• Aim a:
Answer these questions about the forum thread on team subtitles, one answer per line:
(i) What is the team's current forum subtitle?
(ii) Which subtitle does thaKEAF propose?
(iii) Which subtitle does Kuskid propose?

* start Supplied text *

# Team Forum Subtitle



## Basel (Mar 31, 2005)

Hello!

I am not sure how many of you even notice the subtitles for your team's forum, but some of them are just old, don't make sense anymore, or are just pretty lame. We want you, the fans, to come up with suggestions for your team's new subtitle, vote on them, and then we can implement them. If you like the one that's currently in place, just let us know. For those wondering where you can see the team forum's subtitles, go here:

http://www.basketballforum.com/nba-teams-eastern-conference/
http://www.basketballforum.com/nba-teams-western-conference/

Your current team subtitle: "Mile High Fast Break"

Thanks! :cheers:

- Basel57


----------



## Kuskid (Aug 18, 2004)

How about-

"We Won 50 Games and All We Got Was This Lousy First Round Exit"


----------



## pac4eva5 (Dec 29, 2005)

"nene has more balls than camby"


----------



## thaKEAF (Mar 8, 2004)

"Where No D Happens"


----------



## aboveallodds24 (Sep 22, 2003)

"Home of sticky ball"

If you live in denver and listen to the Sports Guys in the morning on the radio for the George Karl Show you'll know what I am talking to...

* end Supplied text *

• Aim b: Convert the records from the line containing "output x=766, y=374." through the line containing "x=597, y=308", both included, into a Markdown table with the columns n and Line, one row per line with its row number. Leave out blank lines.

* start Excerpted data *

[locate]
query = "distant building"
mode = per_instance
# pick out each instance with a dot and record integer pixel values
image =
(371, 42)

* end Excerpted data *
* start Excerpted data *

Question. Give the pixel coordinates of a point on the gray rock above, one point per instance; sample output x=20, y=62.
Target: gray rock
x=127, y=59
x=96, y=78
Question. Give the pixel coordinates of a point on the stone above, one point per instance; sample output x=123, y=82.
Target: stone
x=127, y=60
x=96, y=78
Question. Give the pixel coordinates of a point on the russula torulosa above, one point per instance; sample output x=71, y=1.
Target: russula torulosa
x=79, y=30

* end Excerpted data *
* start Excerpted data *

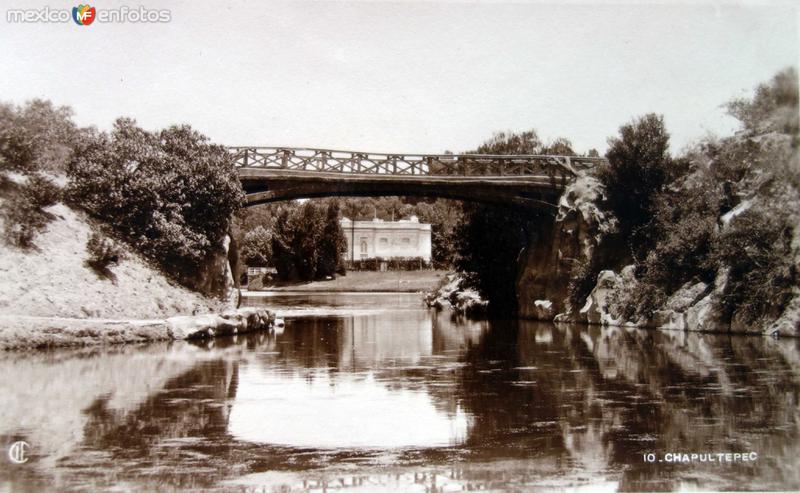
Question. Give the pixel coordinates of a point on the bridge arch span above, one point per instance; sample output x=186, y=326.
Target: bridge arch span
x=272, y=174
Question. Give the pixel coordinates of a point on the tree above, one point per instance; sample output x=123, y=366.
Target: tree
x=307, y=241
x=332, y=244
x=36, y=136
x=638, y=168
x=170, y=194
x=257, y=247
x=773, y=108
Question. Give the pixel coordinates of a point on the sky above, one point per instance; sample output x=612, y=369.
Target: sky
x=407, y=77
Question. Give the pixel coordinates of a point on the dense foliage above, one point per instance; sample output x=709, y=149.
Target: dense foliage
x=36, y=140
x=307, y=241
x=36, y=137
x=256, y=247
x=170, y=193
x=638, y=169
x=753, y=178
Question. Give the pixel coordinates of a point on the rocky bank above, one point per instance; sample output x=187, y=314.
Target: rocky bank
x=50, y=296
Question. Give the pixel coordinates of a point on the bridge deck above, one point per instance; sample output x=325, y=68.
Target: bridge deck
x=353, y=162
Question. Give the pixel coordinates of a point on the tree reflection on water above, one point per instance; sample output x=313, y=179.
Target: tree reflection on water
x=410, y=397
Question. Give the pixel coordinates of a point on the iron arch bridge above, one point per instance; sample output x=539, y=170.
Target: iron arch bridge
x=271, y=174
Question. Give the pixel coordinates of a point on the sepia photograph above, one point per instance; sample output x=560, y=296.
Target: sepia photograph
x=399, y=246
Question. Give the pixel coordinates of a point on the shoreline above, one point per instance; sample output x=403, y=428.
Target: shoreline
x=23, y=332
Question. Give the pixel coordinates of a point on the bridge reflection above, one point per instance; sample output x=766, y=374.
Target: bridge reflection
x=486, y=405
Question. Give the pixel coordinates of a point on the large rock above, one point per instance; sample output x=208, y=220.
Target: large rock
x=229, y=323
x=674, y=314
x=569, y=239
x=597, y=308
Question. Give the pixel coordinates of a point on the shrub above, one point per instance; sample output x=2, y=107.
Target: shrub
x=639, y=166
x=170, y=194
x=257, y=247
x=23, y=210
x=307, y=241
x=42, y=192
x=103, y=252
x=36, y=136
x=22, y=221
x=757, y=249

* end Excerpted data *

• Written answer a:
(i) "Mile High Fast Break"
(ii) "Where No D Happens"
(iii) "We Won 50 Games and All We Got Was This Lousy First Round Exit"

• Written answer b:
| n | Line |
|---|---|
| 1 | Question. Give the pixel coordinates of a point on the bridge reflection above, one point per instance; sample output x=766, y=374. |
| 2 | Target: bridge reflection |
| 3 | x=486, y=405 |
| 4 | Question. Give the pixel coordinates of a point on the large rock above, one point per instance; sample output x=208, y=220. |
| 5 | Target: large rock |
| 6 | x=229, y=323 |
| 7 | x=674, y=314 |
| 8 | x=569, y=239 |
| 9 | x=597, y=308 |